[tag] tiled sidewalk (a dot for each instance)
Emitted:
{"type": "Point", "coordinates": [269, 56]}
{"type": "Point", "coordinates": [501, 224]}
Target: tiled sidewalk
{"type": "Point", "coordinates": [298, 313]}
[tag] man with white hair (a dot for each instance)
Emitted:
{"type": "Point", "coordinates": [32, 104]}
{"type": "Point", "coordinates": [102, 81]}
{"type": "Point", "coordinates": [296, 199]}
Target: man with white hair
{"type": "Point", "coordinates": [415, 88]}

+++

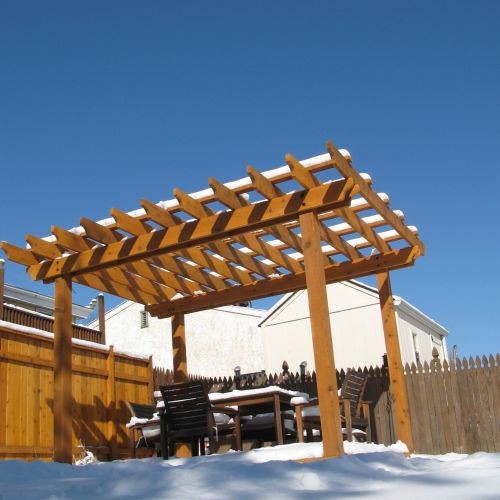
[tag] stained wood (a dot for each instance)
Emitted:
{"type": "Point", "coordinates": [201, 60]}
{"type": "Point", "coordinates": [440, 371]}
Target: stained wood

+++

Exercise description -
Please number the stretch of records from the line containing "[tag] stained wood (a dot for each instance)" through the line containing "Target: stained wood" as a list, leaving out any blank lines.

Answer to the problem -
1. [tag] stained wood (a dot for each instance)
2. Emitted:
3. {"type": "Point", "coordinates": [201, 60]}
4. {"type": "Point", "coordinates": [440, 371]}
5. Target: stained wood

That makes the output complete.